▶ _Work instruction_: Return, word for word, only the lines of the data below that lie between the line with "Phrase: hibiscus petal" and the line with "sprig, one point per instance in this photo.", those two lines included.

(Referring expression data)
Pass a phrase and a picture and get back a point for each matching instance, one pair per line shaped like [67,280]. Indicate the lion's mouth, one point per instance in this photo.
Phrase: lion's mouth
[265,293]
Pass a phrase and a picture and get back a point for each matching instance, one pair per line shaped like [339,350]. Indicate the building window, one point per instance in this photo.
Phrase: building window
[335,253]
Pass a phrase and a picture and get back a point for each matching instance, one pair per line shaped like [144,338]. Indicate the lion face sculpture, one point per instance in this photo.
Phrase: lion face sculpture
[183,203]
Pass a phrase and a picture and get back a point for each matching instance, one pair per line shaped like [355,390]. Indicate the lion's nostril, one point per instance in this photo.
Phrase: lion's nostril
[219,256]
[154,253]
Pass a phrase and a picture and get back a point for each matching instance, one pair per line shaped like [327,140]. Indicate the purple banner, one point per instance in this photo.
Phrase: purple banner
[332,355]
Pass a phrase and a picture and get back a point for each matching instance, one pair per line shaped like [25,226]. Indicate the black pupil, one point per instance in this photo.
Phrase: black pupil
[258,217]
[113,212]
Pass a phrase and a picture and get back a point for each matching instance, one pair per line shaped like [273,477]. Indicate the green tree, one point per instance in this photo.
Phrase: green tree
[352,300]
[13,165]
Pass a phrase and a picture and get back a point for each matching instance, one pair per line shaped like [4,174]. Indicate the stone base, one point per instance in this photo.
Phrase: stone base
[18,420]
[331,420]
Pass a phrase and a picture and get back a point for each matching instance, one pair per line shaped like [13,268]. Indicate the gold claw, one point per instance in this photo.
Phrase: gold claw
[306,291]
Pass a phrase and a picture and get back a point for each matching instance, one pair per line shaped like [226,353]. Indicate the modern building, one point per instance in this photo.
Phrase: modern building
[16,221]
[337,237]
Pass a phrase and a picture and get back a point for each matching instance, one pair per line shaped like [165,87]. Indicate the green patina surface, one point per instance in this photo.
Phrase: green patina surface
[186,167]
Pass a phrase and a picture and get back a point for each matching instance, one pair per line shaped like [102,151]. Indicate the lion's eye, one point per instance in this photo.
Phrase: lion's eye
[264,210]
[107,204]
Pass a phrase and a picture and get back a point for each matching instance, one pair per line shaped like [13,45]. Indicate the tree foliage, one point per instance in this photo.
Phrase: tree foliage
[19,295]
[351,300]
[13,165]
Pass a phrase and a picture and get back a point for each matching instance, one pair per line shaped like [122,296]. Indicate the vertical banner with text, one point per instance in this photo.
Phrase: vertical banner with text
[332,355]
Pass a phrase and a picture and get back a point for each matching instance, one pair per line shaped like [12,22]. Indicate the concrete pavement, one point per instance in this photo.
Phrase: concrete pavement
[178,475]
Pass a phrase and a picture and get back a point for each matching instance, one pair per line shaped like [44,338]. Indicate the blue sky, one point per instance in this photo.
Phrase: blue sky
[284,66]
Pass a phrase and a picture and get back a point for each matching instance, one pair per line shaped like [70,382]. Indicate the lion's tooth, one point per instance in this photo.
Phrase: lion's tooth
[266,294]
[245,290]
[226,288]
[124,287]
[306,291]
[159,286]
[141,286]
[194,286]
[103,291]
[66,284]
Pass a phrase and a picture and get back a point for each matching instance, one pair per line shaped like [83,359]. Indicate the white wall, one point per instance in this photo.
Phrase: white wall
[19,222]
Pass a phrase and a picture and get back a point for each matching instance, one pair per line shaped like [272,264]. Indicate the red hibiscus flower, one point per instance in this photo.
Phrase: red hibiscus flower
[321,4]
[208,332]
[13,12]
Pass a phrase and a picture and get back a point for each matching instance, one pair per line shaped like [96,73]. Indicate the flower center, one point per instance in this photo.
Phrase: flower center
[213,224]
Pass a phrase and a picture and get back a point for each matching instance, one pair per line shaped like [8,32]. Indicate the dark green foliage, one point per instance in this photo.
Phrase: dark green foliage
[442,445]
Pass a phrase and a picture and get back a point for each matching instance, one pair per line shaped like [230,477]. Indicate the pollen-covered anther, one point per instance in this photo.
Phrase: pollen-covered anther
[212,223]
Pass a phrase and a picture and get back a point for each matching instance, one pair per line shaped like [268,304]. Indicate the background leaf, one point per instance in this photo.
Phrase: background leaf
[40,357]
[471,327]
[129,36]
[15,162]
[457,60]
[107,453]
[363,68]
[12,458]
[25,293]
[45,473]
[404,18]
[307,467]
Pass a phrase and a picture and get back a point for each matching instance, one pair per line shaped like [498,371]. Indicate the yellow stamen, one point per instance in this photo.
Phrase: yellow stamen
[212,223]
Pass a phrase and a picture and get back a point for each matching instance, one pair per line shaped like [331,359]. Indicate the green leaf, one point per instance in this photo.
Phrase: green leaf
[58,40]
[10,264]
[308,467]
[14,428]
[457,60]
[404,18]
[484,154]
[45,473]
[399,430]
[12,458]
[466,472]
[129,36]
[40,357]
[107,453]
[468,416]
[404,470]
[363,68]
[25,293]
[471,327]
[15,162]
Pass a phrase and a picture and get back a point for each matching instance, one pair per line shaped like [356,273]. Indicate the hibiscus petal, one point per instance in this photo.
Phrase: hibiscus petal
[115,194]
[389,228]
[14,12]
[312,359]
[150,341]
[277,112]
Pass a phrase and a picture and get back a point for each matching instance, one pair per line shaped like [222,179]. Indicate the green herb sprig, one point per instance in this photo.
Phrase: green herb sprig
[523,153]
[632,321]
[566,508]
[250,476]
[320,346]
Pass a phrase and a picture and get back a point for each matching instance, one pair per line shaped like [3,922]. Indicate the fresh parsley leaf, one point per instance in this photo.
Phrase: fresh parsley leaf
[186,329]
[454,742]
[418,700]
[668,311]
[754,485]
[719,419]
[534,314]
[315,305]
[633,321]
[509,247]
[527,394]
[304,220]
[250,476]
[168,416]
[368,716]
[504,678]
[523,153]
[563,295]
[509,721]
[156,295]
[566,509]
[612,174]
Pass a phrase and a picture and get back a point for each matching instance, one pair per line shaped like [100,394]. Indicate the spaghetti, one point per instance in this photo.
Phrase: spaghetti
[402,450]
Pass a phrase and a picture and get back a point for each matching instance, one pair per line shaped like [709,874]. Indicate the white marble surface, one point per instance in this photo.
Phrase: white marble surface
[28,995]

▶ _Result of this exercise_:
Phrase: hibiscus petal
[115,194]
[389,228]
[14,12]
[312,359]
[150,341]
[277,112]
Pass a phrase and a picture and get back a point for each matching instance, one pair per line shaped like [222,179]. Indicate the green herb sprig, one point per instance in this photo.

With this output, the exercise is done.